## start INPUT MATERIAL

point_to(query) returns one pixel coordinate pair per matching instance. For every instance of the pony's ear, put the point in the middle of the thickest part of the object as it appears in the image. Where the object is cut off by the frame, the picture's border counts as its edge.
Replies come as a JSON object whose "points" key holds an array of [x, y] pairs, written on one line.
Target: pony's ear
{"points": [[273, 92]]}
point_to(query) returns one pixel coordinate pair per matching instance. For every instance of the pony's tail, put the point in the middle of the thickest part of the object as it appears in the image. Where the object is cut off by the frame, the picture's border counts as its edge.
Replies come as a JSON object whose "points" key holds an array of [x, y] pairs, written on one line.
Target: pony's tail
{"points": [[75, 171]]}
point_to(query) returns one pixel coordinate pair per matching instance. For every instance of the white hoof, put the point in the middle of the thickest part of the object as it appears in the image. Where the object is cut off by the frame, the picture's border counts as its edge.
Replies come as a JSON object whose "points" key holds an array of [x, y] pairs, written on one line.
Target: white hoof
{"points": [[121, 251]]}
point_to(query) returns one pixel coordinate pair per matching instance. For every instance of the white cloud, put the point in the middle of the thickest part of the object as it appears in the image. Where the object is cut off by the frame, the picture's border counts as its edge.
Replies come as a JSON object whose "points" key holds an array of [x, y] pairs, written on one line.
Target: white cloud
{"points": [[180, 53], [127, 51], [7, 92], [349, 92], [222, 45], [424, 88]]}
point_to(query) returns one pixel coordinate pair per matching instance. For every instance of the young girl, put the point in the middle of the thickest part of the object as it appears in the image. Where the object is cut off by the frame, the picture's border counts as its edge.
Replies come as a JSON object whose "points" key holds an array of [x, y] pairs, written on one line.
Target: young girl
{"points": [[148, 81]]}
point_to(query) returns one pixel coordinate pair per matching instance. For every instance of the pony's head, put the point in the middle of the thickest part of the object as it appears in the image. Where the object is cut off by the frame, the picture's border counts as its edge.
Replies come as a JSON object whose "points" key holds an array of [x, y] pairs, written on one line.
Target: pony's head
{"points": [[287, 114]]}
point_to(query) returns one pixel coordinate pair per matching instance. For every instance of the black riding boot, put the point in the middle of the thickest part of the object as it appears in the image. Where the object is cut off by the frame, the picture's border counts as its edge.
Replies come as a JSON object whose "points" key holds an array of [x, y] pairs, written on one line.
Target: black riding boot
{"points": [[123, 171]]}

## end INPUT MATERIAL

## GIVEN EXERCISE
Retype the entries one by one, exactly.

## FINAL ANSWER
point_to(query) returns one pixel coordinate pair per matching instance. For every instance of the pony's ear, put the point in the middle of the thickest part of the object as it appears in the image. Where the object is cut off by the frame, the picture's border counts as its edge.
Replies come as a JSON object whose "points" key holds an array of [x, y] pairs, written on one line.
Target: pony's ear
{"points": [[273, 92]]}
point_to(query) returns one pixel coordinate pair per matching instance. For every instance of the pony's tail, put the point in the middle of the thickest part of the object as it appears in the image. Where the object is cut off by the frame, the picture's border counts as its edge.
Replies come as a JSON object whose "points" key holds an array of [x, y] pairs, written on one line.
Target: pony's tail
{"points": [[75, 171]]}
point_to(query) returns one pixel coordinate pair per matching instance. For every instance of the white hoof, put the point in the middle of the thickest part of the object as it appears in the image. Where the object is cut off by the frame, the picture's border counts as its edge.
Replies come as a JSON object whose "points" key holds an array of [x, y] pairs, written on one line.
Target: white hoof
{"points": [[121, 251]]}
point_to(query) returns one pixel coordinate pair per matching instance. For every instance of the white cloud, put the point in the middle of the thickest part of the object as it appears in the image. Where the object is cut off by the frame, the picture's border counts as its edge.
Replies come as a JSON object whose "points" key holds an array of [x, y] pairs, written on one line.
Target: white cloud
{"points": [[180, 53], [127, 51], [7, 92], [349, 92], [222, 45], [424, 88]]}
point_to(query) returns one pixel coordinate pair per matching instance. For every instance of the young girl, put the point in the middle of the thickest part of the object as it appears in the image. Where the object is cut off by the frame, the picture's border counts as its edge.
Replies come as a JSON object whose "points" key holds an array of [x, y] pairs, written on one line.
Target: young girl
{"points": [[148, 81]]}
point_to(query) returns one pixel coordinate pair per matching instance. For every instance of the pony's head, put the point in the middle of the thickest part of the object as it appears in the image. Where the object is cut off by the frame, the picture's border counts as its edge.
Replies come as a JSON object whose "points" key holds an array of [x, y] pairs, written on one line.
Target: pony's head
{"points": [[287, 114]]}
point_to(query) returns one pixel coordinate pair per matching instance. For every instance of the black riding boot, put the point in the middle of the thickest part of the object as it appears in the image. Where the object is cut off by the frame, the picture's border counts as its edge.
Replies come as a JSON object whose "points" key holds an array of [x, y] pairs, written on one line.
Target: black riding boot
{"points": [[123, 171]]}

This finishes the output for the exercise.